Data extracted from a collection:
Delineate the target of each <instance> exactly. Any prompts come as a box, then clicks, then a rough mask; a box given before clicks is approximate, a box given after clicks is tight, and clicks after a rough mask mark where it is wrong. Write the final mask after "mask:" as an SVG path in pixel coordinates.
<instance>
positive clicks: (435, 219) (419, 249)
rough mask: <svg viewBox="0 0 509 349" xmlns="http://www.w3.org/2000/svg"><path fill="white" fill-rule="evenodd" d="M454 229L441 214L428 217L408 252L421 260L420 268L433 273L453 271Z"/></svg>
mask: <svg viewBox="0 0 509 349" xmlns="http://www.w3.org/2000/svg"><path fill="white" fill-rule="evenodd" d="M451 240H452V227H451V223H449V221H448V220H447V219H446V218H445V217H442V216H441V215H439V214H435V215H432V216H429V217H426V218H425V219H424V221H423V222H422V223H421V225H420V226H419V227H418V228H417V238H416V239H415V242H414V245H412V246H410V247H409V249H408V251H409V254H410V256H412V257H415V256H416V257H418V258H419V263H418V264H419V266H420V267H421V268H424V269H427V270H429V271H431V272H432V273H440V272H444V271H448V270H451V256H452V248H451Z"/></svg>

**EXERCISE DESCRIPTION**
Reply by returning the full set of records above exactly.

**SOLUTION FOR THIS TASK**
Delineate the target of each <instance> exactly. Any prompts come as a box, then clicks, then a rough mask; a box given before clicks is approximate, a box given after clicks is tight, and clicks after a rough mask mark where it is wrong. Write the final mask after "mask:" as an SVG path in pixel coordinates.
<instance>
positive clicks: (435, 219) (419, 249)
rough mask: <svg viewBox="0 0 509 349" xmlns="http://www.w3.org/2000/svg"><path fill="white" fill-rule="evenodd" d="M454 229L441 214L428 217L408 252L421 260L420 268L433 273L453 271Z"/></svg>
mask: <svg viewBox="0 0 509 349" xmlns="http://www.w3.org/2000/svg"><path fill="white" fill-rule="evenodd" d="M451 240H452V227H451V223H449V221H448V220H447V219H446V218H445V217H442V216H441V215H439V214H435V215H432V216H429V217H426V218H425V219H424V221H423V222H422V223H421V225H420V226H419V227H418V228H417V238H416V239H415V242H414V245H412V246H410V247H409V249H408V251H409V254H410V256H412V257H415V256H416V257H418V258H419V263H418V264H419V266H420V267H421V268H424V269H427V270H429V271H431V272H432V273H440V272H444V271H448V270H451V256H452V248H451Z"/></svg>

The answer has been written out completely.